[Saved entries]

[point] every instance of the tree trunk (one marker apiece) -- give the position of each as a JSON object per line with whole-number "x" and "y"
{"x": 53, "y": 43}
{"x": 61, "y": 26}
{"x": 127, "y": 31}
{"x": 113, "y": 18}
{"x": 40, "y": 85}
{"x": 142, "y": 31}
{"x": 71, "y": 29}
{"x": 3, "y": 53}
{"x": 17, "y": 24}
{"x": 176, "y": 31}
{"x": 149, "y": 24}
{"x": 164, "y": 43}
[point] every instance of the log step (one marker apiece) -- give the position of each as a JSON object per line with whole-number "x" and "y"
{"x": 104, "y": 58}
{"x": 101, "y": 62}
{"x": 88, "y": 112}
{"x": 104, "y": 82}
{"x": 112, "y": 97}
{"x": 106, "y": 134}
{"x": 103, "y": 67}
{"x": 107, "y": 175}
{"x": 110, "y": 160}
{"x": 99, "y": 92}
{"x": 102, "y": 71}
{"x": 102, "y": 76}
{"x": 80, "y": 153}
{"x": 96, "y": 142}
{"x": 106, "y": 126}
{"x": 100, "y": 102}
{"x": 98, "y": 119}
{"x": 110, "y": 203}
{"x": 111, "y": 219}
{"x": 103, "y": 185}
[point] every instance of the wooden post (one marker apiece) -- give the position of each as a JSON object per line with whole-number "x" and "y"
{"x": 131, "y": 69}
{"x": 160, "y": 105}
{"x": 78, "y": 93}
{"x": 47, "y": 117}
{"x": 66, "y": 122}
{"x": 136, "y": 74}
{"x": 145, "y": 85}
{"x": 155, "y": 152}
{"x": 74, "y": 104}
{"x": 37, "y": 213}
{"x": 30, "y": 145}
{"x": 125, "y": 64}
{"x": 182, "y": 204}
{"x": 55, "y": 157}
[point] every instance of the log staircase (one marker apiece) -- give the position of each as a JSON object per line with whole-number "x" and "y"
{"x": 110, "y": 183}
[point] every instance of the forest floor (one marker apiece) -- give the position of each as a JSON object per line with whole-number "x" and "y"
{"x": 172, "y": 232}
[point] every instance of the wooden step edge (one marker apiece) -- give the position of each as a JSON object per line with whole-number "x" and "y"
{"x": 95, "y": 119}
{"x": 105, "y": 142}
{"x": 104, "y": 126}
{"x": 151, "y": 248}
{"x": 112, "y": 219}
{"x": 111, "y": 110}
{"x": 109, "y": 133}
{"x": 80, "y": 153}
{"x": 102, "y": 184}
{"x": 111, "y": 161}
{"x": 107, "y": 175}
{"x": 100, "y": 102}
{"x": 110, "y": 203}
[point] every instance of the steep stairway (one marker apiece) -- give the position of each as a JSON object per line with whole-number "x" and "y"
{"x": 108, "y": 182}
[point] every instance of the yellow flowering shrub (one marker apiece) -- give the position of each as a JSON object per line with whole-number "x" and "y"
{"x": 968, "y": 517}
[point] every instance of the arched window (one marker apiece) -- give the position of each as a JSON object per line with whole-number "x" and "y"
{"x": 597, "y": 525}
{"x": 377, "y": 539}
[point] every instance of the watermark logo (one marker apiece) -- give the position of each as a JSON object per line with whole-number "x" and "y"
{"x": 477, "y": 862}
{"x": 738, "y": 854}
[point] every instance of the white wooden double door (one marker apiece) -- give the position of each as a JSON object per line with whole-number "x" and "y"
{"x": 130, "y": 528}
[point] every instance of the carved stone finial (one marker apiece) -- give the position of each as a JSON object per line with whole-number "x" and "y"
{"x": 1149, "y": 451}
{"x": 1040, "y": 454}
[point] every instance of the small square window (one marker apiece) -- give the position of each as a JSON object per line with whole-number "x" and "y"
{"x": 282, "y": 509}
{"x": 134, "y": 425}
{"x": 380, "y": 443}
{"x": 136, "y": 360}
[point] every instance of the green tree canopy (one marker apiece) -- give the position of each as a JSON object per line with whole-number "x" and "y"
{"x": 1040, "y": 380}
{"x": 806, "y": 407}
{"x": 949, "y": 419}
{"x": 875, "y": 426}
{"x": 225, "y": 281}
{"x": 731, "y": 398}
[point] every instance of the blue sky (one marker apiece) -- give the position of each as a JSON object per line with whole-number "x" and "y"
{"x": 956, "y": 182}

TASK:
Repeat exactly the lines starting at the line with "[point] every instance of the green" and ending with the final line of the entries. Include nothing else.

SOLVED EXERCISE:
[point] every instance of the green tree canopy (one marker apiece) -- give the position of each as a JSON object per line with whole-number "x" and "y"
{"x": 1040, "y": 380}
{"x": 806, "y": 407}
{"x": 949, "y": 419}
{"x": 875, "y": 426}
{"x": 225, "y": 281}
{"x": 731, "y": 398}
[point] every instance of the blue sky (one marker apiece) -- give the position of each as a JSON object per line with whole-number "x" and "y"
{"x": 956, "y": 182}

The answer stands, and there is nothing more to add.